▶ [PAGE EXTRACT]

Convert NTFS to EXT3?

1

I have 1TB external HDD, the file system is NTFS
and i need to convert it to Ext3.
My operating system is Ubuntu 10.10
is there anyway to do so without losing my data??

Thanks for your help

Alaa Alomari

Posted 2011-02-09T18:29:46.337

Reputation:

Question was closed 2017-10-29T23:04:09.657

Answers

13

Copy the data somewhere else, format, copy back.

Chris S

Posted 2011-02-09T18:29:46.337

Reputation: 5 907

5

There's no way I know of to directly convert between these two filesystems.
My suggestion would be to copy (preferably using something like rsync that can restart if it gets interrupted) from your NTFS partition to a new EXT3 partition.

Alternatively if you don't have a spare disk big enough to do that you may be able to tar up the stuff on the NTFS drive (If you use the -j flag for bzip2 compression, you might manage to cut the size down by 20% or more assuming your data compresses nicely), then re-format and extract back onto the original drive.

▶ [DATA LISTING]
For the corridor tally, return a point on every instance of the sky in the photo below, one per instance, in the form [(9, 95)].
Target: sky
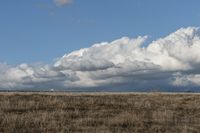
[(115, 45), (41, 30)]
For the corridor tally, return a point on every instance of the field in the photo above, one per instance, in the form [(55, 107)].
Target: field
[(99, 112)]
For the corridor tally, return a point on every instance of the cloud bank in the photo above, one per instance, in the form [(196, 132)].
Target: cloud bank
[(169, 62)]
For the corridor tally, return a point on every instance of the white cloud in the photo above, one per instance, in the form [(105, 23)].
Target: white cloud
[(62, 2), (170, 61)]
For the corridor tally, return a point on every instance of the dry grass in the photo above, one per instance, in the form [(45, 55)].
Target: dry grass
[(100, 113)]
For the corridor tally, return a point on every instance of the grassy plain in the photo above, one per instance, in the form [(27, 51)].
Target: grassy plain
[(99, 112)]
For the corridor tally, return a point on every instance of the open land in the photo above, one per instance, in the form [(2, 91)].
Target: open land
[(99, 112)]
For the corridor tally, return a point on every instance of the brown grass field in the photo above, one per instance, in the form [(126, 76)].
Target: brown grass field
[(99, 113)]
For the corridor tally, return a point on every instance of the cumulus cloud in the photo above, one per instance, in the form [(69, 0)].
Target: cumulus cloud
[(172, 61), (62, 2)]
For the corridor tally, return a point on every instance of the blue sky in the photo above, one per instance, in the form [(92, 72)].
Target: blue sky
[(38, 30)]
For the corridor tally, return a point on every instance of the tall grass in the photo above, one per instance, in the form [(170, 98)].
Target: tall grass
[(152, 113)]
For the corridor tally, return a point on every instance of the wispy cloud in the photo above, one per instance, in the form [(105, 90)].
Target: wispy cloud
[(62, 2), (172, 61)]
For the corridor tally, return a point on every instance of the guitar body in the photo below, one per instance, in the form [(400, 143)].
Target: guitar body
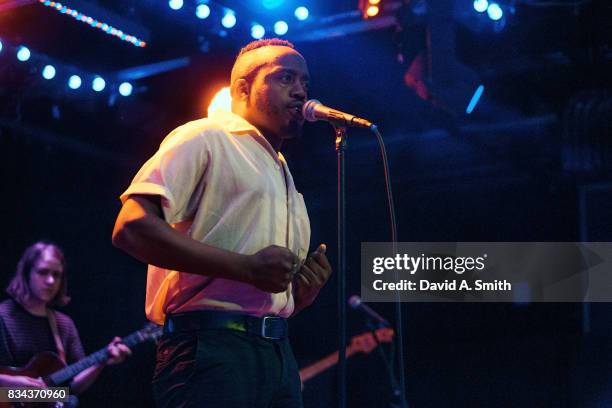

▶ [EXERCISE AIM] Proceed with the NTFS-to-EXT3 conversion thread, picking up after its last sentence. The rows above are not needed here.

▶ [RESULT OF THE EXERCISE]
voretaq7

Posted 2011-02-09T18:29:46.337

Reputation: 2 051

1

If you have spare room on the drive, you can shrink the NTFS partition using something like partition magic.

Then create a new volume group, logical volume and filesystem in the remaining space. Copy over your data.

Once you are sure your data is successfully copied, delete the NTFS partition, extend your volume group to reclaim space under ext3.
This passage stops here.